**Teks Halaman:**
# # # # #
Akses Sumber Air Harus Responsif Gender

Sumber:Jurnal Nasional - 27 Mei 2010
Kategori:Air Minum

PEMERINTAH daerah diimbau menyediakan akses air bersih yang lebih responsif gender. Pasalnya, saat ini kebanyakan sumber air masih dibangun di daerah yang jauh dari permukiman, yang hampir di seluruh desa tugas dan tanggung jawab penyediaan air adalah milik kelompok perempuan.

"Sebagai contoh sebuah desa di Pacitan, sumber air dan bak tampungan air yang dibangun oleh pemerintah setempat berada di daerah yang cukup jauh dari permukiman dan di bawah bukit. Para ibu dalam sehari jelas harus turun ke bawah untuk mengambil air demi kepentingan keluarganya," kata Menteri Negara Pemberdayaan Perempuan dan Perlindungan Anak, Linda Amalia Sari saat membuka workshop Hari Bumi dan Hari Air Sedunia dengan tema "Penghematan Air yang Efektif, Efisien, dan Responsif Gender", di Jakarta, Rabu (26/5).
# # # # #
**Bagian Data:**

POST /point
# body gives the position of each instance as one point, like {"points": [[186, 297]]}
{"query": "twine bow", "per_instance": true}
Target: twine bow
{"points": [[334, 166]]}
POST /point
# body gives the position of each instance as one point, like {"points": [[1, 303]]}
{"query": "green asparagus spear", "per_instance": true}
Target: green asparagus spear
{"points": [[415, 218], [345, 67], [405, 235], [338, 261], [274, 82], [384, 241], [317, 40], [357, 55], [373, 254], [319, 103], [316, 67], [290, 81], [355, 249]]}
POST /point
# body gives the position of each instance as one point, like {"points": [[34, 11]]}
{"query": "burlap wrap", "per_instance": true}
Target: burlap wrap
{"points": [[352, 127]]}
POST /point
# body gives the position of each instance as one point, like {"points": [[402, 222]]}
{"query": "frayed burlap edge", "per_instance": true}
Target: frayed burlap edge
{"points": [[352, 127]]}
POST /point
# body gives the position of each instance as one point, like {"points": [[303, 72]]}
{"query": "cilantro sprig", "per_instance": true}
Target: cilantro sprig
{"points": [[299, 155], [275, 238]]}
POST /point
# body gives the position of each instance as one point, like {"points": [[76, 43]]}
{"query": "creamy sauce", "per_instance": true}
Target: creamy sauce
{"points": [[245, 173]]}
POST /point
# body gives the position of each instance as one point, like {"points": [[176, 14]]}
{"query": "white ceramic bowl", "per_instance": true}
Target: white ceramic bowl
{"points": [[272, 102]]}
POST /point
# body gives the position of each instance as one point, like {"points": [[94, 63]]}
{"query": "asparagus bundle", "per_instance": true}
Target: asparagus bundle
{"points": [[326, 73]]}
# # # # #
Ringkaslah berita tentang akses air bersih yang responsif gender dalam dua kalimat. Item-item di atas tidak berperan dalam hal ini.

**Jawaban Tertulis:** Pemerintah daerah diimbau menyediakan akses air bersih yang lebih responsif gender karena kebanyakan sumber air masih dibangun jauh dari permukiman, sementara di hampir seluruh desa penyediaan air menjadi tugas dan tanggung jawab kelompok perempuan. Menteri Negara Pemberdayaan Perempuan dan Perlindungan Anak, Linda Amalia Sari, mencontohkan sebuah desa di Pacitan, tempat sumber air dan bak tampungan berada cukup jauh dari permukiman dan di bawah bukit sehingga para ibu harus turun untuk mengambil air bagi keluarganya.